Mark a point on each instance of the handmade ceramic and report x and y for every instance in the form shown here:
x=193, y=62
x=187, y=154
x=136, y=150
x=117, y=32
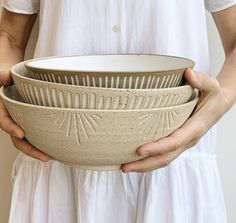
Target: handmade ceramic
x=93, y=139
x=112, y=71
x=72, y=96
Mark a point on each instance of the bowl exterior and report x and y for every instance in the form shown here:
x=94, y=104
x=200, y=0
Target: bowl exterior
x=95, y=139
x=68, y=96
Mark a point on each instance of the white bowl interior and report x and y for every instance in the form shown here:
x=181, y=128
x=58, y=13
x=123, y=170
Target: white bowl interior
x=112, y=63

━━━━━━━━━━━━━━━━━━━━━━━━━━━━━━

### Given exercise:
Copy the entries word for word, starting at the line containing "Mark a point on each instance of the bowl" and continuing through the last line of the entries.

### Result:
Mark a point on each instance of the bowl exterior and report x and y for every instance in the form shown here:
x=94, y=104
x=200, y=0
Target: bowl exterior
x=95, y=139
x=68, y=96
Mark a point on each instance of the white bowl interior and report x and y for every instance in the form shown here:
x=181, y=128
x=58, y=13
x=123, y=170
Target: white bowl interior
x=112, y=63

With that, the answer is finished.